--- BEGIN ---
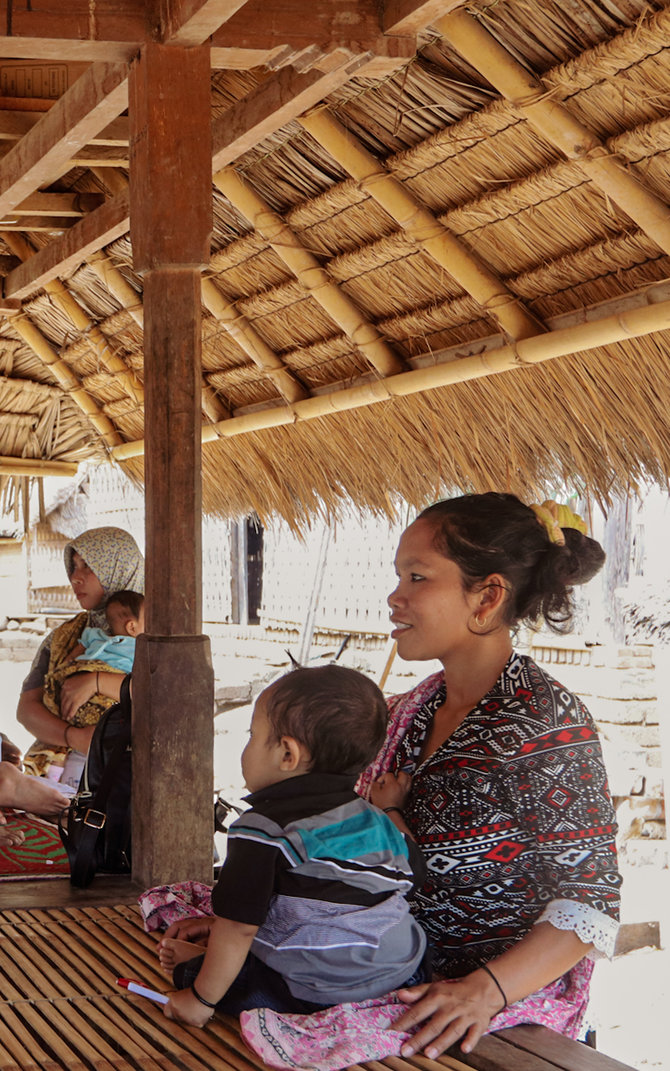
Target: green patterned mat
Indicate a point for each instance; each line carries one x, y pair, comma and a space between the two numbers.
42, 854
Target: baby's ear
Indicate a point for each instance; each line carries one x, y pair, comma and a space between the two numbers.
294, 755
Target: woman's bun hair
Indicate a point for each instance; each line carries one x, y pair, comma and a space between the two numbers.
496, 532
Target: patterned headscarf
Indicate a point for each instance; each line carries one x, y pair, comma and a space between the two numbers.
116, 559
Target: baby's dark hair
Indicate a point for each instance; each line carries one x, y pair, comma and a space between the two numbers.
496, 532
130, 600
338, 714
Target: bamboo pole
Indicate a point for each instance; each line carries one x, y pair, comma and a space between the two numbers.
633, 323
69, 304
450, 252
33, 466
65, 377
308, 271
253, 344
529, 95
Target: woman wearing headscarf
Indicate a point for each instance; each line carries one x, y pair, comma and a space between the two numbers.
61, 712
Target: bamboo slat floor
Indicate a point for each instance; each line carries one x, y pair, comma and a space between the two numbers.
61, 1009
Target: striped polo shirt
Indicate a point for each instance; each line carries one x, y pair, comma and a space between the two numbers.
324, 875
--- END ---
**Work to complete**
Please rewrite every line of the items above, requests included, and rescale each coordinate in the answers by multiplying it by 1.85 and rounding to a whole number, with halves going up. Leave the pictures out of your answer.

**Output below**
Target: green patterned mat
Indicate a point for each instance; each line carries one x, y pair, comma and a space between the two numbers.
78, 1580
Target: baby's ear
Indicate a point for each instance; each line carries one x, y pair, comma and a space between the two numbers.
544, 1397
Target: woman's bun hair
Indicate a point for each instance; each line carries one x, y pair, comma and a space between the two numbers.
918, 984
Target: patterned headscarf
Indicate a point for each instance; each line carries one x, y pair, comma and a space between the two numbers.
215, 1034
Target: baby's dark hair
Indicate a point for each instance; each line carries one x, y pair, comma and a space between the two numbers.
918, 984
241, 1110
625, 1321
Target: bamboo pole
Indicate a point for each instance; each line carries one x, y pair, comma and a space between the two numbers.
1171, 598
128, 562
833, 466
61, 862
120, 697
570, 501
468, 636
979, 176
Target: woman wearing headscarf
Indicate a point for each instance; each line carries one x, y pair, comma and a space between the two numbers.
113, 1317
Target: bamboo slat floor
Indicate a point for each instance; each line carries one x, y pair, comma and a space between the two numbers.
113, 1867
Target: striped polo shirt
Indicate a point for each instance; each line carries one x, y pair, comma and a space between the two numbers.
599, 1619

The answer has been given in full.